## BEGIN Data entries
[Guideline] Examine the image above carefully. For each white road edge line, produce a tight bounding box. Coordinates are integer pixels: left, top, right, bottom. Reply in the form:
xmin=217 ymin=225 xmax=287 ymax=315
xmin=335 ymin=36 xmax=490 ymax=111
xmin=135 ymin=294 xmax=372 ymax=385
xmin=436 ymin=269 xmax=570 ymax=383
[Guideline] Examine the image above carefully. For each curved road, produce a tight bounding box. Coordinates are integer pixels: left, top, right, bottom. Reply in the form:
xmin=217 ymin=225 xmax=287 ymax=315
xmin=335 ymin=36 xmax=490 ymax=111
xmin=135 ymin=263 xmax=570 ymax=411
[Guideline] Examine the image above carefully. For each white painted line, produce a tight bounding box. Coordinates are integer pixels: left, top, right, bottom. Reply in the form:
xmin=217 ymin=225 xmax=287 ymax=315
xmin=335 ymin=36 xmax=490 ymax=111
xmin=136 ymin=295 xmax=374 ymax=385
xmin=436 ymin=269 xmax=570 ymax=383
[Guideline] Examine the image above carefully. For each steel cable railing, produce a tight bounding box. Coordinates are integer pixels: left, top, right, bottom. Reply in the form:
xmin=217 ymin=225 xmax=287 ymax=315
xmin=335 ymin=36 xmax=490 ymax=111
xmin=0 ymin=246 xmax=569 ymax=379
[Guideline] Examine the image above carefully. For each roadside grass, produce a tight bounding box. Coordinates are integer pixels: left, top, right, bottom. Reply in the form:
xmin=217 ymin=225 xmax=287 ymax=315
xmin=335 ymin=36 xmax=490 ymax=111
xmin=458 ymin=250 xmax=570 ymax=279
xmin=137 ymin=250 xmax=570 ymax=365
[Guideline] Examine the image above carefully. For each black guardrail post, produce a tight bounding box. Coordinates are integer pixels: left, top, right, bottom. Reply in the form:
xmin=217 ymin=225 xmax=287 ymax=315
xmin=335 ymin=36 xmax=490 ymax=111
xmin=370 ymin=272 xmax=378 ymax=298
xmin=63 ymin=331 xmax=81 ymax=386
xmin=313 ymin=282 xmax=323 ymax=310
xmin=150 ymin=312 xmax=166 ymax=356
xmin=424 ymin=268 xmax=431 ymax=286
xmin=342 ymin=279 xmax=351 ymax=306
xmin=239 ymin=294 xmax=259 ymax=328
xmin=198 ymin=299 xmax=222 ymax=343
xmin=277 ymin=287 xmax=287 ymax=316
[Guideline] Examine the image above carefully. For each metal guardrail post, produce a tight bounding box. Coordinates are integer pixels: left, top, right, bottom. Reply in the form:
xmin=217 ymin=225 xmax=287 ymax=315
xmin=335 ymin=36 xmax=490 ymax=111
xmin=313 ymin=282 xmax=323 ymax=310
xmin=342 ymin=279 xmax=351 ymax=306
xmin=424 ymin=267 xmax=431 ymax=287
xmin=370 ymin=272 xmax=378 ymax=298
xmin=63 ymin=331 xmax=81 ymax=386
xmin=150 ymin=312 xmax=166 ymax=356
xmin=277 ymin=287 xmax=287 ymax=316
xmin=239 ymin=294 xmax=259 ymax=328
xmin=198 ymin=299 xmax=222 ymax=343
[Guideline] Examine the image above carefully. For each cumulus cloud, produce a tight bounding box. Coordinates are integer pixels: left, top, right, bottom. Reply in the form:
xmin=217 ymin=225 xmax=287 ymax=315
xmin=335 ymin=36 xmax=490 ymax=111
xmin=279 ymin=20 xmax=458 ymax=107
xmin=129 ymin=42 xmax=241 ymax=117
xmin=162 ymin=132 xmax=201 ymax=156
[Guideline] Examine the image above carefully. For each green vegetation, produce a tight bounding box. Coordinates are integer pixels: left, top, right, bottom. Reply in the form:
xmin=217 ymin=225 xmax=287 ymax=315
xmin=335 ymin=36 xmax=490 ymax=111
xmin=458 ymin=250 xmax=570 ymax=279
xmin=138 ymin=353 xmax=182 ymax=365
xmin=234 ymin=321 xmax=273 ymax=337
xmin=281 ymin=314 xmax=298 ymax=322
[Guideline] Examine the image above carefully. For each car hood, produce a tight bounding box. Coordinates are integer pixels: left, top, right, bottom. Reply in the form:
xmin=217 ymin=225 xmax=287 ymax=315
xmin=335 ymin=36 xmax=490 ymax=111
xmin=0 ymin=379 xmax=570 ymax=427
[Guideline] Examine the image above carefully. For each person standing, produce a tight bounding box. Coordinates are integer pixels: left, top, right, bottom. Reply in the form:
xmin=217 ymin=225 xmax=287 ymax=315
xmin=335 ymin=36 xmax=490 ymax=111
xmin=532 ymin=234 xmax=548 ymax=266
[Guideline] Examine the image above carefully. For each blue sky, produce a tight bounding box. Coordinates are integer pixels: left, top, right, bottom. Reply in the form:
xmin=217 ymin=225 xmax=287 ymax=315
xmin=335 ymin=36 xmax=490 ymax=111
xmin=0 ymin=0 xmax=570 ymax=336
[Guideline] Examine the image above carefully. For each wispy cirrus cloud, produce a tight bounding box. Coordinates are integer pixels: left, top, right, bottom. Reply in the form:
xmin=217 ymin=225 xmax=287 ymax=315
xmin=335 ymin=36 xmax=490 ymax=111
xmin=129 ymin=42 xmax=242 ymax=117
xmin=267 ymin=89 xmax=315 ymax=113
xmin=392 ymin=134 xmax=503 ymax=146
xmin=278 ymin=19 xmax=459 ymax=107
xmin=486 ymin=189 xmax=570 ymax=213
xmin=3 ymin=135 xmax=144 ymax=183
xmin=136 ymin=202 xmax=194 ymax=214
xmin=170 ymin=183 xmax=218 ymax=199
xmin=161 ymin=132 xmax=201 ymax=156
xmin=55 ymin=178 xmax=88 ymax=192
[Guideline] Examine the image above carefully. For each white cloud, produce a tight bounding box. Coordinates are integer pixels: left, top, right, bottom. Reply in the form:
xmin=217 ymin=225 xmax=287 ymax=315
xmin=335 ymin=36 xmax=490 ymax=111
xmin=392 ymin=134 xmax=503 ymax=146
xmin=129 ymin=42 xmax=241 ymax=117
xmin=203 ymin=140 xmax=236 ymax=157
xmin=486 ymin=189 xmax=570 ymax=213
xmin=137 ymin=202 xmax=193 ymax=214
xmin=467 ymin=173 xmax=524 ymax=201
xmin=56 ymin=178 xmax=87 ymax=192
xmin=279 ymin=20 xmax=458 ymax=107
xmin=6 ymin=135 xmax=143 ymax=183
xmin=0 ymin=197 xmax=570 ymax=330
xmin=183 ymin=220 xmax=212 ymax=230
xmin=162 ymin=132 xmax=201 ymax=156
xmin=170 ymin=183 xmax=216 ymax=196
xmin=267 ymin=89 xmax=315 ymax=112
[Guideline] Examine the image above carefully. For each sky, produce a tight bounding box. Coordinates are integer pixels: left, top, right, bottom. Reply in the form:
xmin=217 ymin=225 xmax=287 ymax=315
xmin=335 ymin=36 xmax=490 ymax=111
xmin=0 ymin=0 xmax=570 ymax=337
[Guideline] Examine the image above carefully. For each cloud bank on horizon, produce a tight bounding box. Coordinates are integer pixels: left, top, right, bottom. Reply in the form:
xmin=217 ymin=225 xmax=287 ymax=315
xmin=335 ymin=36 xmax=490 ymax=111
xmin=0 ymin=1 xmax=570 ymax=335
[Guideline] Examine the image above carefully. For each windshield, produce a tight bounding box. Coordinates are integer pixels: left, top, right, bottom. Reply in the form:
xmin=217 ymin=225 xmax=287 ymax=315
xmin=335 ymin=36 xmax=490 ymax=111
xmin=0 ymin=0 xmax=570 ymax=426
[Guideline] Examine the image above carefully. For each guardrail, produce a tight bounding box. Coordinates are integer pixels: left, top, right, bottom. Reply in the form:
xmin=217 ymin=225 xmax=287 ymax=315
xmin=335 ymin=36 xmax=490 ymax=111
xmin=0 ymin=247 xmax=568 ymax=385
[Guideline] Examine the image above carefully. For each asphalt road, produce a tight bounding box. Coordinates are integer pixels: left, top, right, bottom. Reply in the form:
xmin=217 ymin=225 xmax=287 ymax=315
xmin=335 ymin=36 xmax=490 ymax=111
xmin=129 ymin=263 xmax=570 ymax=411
## END Data entries
Convert the lines starting at the one containing "[Guideline] Examine the image above carefully. For each metal" and ending at the one containing "xmin=281 ymin=314 xmax=298 ymax=322" into a Markdown table with the columns Row and Line, leaving out any blank lines.

◆ Expected answer
| Row | Line |
|---|---|
| 1 | [Guideline] Examine the image above carefully. For each metal guardrail post, produce a tight bounding box. Coordinates are integer pixels: left, top, right, bottom. Reply in the form: |
| 2 | xmin=217 ymin=225 xmax=287 ymax=315 |
| 3 | xmin=335 ymin=36 xmax=490 ymax=111 |
| 4 | xmin=313 ymin=282 xmax=323 ymax=310 |
| 5 | xmin=342 ymin=279 xmax=351 ymax=306 |
| 6 | xmin=424 ymin=267 xmax=431 ymax=287 |
| 7 | xmin=370 ymin=272 xmax=378 ymax=298 |
| 8 | xmin=63 ymin=331 xmax=81 ymax=386 |
| 9 | xmin=150 ymin=312 xmax=166 ymax=356 |
| 10 | xmin=277 ymin=287 xmax=287 ymax=316 |
| 11 | xmin=239 ymin=294 xmax=259 ymax=328 |
| 12 | xmin=198 ymin=299 xmax=222 ymax=343 |
| 13 | [Guideline] Examine the image above carefully. For each cumulus cloud, produce a tight bounding box. Coordinates are integer pixels: left, top, right, bottom. Reply in the form: |
| 14 | xmin=217 ymin=225 xmax=287 ymax=315 |
| 15 | xmin=335 ymin=36 xmax=490 ymax=111 |
| 16 | xmin=279 ymin=20 xmax=458 ymax=107 |
| 17 | xmin=129 ymin=42 xmax=241 ymax=117 |
| 18 | xmin=162 ymin=132 xmax=201 ymax=156 |
| 19 | [Guideline] Examine the image above carefully. For each green vegetation, produce a tight bounding box. Coordinates are integer pixels: left, top, right, bottom. Reply in the form: |
| 20 | xmin=217 ymin=225 xmax=287 ymax=315 |
| 21 | xmin=335 ymin=36 xmax=490 ymax=111 |
| 22 | xmin=458 ymin=250 xmax=570 ymax=279 |
| 23 | xmin=138 ymin=353 xmax=182 ymax=365 |
| 24 | xmin=234 ymin=321 xmax=273 ymax=337 |
| 25 | xmin=281 ymin=314 xmax=298 ymax=322 |